* Dataset records about object locations
------------------------------------
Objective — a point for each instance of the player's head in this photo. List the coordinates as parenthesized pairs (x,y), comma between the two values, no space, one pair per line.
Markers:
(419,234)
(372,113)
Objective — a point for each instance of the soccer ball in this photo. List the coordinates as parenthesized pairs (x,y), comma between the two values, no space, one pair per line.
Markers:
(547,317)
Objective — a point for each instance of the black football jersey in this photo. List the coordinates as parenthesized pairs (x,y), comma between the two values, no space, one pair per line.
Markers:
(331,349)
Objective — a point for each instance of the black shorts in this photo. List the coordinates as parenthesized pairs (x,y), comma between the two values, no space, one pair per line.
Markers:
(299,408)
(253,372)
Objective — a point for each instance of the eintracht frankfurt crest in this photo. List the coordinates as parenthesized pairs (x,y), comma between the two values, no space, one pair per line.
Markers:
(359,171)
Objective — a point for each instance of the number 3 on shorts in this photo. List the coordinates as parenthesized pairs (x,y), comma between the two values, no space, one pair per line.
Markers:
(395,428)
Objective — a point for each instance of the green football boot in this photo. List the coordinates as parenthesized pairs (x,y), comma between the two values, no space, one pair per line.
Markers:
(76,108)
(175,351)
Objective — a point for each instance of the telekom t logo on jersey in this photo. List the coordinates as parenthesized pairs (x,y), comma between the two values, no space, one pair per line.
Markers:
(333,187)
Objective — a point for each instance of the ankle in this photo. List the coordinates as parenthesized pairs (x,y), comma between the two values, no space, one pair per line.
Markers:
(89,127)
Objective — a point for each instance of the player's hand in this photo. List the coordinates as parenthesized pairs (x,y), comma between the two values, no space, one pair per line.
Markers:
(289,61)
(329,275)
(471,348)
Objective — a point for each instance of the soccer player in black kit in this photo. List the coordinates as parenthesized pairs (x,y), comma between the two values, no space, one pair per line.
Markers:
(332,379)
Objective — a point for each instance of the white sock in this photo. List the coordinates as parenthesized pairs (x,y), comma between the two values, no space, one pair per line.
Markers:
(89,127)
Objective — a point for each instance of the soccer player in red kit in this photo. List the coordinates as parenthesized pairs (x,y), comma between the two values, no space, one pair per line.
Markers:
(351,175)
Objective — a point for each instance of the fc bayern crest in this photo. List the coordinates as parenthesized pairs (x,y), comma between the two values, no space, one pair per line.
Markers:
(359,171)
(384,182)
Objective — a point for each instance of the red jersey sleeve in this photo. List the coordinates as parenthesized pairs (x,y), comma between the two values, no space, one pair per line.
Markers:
------------------------------------
* Problem to work on
Every record shown above should be written out again exactly.

* Response to this task
Objective — a point for each instance of the player's head in this photo. List the coordinates as parenthesized pairs (x,y), comma between the two values, no space, one pair per line.
Markers:
(419,234)
(372,113)
Objective — a point for each instance of the soccer ball in this photo. List the coordinates as parenthesized pairs (x,y), comma between the two values, no space, one pair per line.
Markers:
(547,317)
Objective — a point for each instance of the black football jersey in this photo. List the coordinates as parenthesized pairs (x,y), comma between the two values, no space, one pair per line.
Markers:
(331,349)
Objective — a point for each instance of the black shorts in this photo. List the coordinates as parenthesized pairs (x,y), comma between the two values, no space, one pair per line.
Markers:
(299,408)
(253,372)
Objective — a point for each instance of the eintracht frankfurt crest in this photo. List the coordinates as parenthesized pairs (x,y), comma between the two values, no space, one pair per line.
Markers:
(359,171)
Objective — a point for each instance of the number 3 on shorts in this photo. List the coordinates as parenthesized pairs (x,y), comma between the two values, no space, one pair per line.
Markers:
(395,428)
Objective — a point for each instance of the green football boot in this photo. List the coordinates as parenthesized pairs (x,y), comma between the two values, no space, one pair per line.
Markers:
(76,108)
(175,351)
Objective — a point for each instance of the telekom t logo on jersey in this photo. List the coordinates as parenthesized pairs (x,y), comma between the two values, no space, one pair per line.
Markers:
(333,187)
Objective — a point for each instance of the ankle in this photo. List the coordinates as parenthesized pairs (x,y), comma between the two values, no space, one pair per line.
Markers:
(89,127)
Objective — a point for each instance of the player's hand in this photo. List the coordinates as parenthesized pairs (x,y), comma between the two values, no space, one pair per line.
Markers:
(289,61)
(329,275)
(471,348)
Objective — a point for each instance of the soccer player in black kit in this photo. List the coordinates as parenthesized pairs (x,y), comma between the two values, no space, one pair per line.
Markers:
(332,379)
Objective — a point for each instance of the white sock in this photo. List the coordinates as parenthesized pairs (x,y), comma between the two values, no space, one pair per line.
Markers:
(89,127)
Objective — a point for each instance of the soccer player in red kit in this photo. List the coordinates as parenthesized pairs (x,y), comma between the two values, no space, one pair per line.
Markers:
(351,175)
Objective — a point for each instance of the fc bayern crest in this photo. List the coordinates as parenthesized pairs (x,y), comma between the two values, no space, one pair per line.
Markers:
(359,171)
(384,182)
Objective — a point for each instance of the red jersey sleeve in this photo. List the coordinates as parenthesized pairs (x,y), comma between the two values, no space, one pair per line.
Markers:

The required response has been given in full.